*TASK DESCRIPTION*
Copy out the entries below, swapping each "sheep" for "lamb" and changing nothing else. Leave out the pictures.

+++ DATA FOR THIS TASK +++

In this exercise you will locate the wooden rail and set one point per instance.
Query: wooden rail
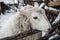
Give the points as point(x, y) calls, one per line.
point(28, 35)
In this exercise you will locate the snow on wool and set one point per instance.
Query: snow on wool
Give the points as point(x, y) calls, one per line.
point(26, 17)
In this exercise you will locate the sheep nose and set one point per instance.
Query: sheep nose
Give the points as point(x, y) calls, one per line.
point(49, 29)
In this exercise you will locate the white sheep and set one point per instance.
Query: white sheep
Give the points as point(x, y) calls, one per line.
point(26, 17)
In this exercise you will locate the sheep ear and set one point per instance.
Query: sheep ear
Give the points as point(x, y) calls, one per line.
point(36, 4)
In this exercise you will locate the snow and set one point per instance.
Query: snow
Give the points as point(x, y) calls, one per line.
point(4, 18)
point(50, 8)
point(57, 19)
point(53, 37)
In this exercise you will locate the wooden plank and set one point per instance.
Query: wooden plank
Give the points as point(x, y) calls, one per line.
point(28, 35)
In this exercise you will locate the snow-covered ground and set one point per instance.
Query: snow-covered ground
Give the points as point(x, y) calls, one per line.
point(4, 18)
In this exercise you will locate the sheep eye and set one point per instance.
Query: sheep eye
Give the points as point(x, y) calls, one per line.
point(35, 17)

+++

*THE ANSWER*
In this exercise you will locate the wooden rail and set one point per instance.
Query: wooden rail
Give the points as point(x, y) calls, one per line.
point(28, 35)
In this exercise you will locate the snow on wool and set one point per instance.
Query: snow on wool
Give the points as point(x, y) calls, one per line.
point(26, 17)
In this exercise you will locate the lamb nose and set one point per instance.
Query: lamb nose
Give the points as point(x, y) calls, one per line.
point(49, 29)
In this exercise you will locate the white lamb and set one point per instance.
Query: white lamb
Give the points as point(x, y) calls, one per line.
point(26, 17)
In this exercise you will locate the lamb ear and set one point per instance.
Query: lamb ear
Give the points as point(x, y) calls, one per line.
point(36, 4)
In this exercise you will locate the snow and set one point per instance.
Query: snow
Give the points as point(x, y) calls, one per line.
point(4, 18)
point(50, 8)
point(57, 19)
point(53, 37)
In this exercise you will locate the wooden plank and set one point per instance.
Query: wooden plank
Give the points as point(x, y) calls, one per line.
point(28, 35)
In this exercise you will locate the snow-covered ground and set one point per instance.
Query: snow-covered ground
Give the points as point(x, y) calls, one per line.
point(4, 18)
In this exercise you will locate the lamb eye and set one point per instance.
Query: lamb eye
Give the points as point(x, y) calls, one per line.
point(35, 17)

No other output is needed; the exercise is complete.